- **WHAT IS EXPECTED**
Filter the data below, keeping only lines that contain "board".

(Referring expression pointing data)
•••
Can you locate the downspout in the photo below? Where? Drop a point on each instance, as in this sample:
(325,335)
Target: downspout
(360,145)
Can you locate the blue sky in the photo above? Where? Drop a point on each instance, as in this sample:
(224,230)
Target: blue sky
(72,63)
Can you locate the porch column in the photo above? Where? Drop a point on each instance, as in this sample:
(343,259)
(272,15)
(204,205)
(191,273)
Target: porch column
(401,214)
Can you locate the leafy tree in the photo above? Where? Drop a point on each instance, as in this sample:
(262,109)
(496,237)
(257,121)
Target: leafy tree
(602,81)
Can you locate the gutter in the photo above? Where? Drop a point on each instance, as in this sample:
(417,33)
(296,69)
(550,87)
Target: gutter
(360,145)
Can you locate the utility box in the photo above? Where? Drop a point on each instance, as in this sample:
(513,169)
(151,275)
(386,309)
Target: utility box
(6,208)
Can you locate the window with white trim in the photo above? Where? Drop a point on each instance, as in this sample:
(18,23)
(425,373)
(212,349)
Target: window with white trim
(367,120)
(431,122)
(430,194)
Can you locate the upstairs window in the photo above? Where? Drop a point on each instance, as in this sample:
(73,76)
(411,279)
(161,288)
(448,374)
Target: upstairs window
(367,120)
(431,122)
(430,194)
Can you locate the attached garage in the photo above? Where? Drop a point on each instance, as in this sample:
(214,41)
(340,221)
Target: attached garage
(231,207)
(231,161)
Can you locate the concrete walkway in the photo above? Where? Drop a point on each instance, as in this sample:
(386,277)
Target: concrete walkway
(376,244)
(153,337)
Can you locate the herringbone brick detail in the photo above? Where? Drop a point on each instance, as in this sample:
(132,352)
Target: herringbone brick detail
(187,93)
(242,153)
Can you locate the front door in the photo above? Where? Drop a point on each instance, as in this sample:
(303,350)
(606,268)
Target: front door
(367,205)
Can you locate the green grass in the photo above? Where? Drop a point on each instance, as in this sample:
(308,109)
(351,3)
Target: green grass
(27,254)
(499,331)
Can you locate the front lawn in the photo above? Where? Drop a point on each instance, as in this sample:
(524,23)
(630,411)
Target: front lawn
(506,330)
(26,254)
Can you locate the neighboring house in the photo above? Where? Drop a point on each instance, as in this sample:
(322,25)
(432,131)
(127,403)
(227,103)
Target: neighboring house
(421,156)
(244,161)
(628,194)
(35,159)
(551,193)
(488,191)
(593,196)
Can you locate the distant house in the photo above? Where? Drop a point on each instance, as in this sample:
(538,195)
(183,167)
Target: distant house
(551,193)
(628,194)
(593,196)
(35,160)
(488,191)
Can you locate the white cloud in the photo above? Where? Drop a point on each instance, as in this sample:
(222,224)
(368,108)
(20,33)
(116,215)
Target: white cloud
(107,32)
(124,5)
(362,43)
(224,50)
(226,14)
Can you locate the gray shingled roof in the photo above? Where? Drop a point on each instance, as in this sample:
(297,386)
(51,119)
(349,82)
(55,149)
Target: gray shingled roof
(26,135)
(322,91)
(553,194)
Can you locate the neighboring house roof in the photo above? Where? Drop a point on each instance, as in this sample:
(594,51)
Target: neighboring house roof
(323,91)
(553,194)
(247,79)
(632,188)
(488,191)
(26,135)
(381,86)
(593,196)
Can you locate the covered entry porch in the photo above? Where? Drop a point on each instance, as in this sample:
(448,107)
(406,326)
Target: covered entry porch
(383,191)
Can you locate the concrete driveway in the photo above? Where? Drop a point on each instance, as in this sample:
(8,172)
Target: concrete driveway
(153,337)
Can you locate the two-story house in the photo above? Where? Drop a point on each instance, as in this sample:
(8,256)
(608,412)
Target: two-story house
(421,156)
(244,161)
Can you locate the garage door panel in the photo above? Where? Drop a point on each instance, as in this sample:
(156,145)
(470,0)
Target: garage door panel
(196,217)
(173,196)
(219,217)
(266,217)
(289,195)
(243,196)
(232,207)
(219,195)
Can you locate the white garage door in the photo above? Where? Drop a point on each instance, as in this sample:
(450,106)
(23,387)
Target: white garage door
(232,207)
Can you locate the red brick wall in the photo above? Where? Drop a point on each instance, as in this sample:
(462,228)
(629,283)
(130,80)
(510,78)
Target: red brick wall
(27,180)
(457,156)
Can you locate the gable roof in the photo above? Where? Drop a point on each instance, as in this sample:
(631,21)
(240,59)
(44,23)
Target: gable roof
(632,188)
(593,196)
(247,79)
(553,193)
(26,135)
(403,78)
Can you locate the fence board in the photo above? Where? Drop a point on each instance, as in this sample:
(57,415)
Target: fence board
•••
- **THE COMPLETED TASK**
Can you locate the fence board in the photo above? Where? Drop a point on each instance, as in this sample:
Target: fence board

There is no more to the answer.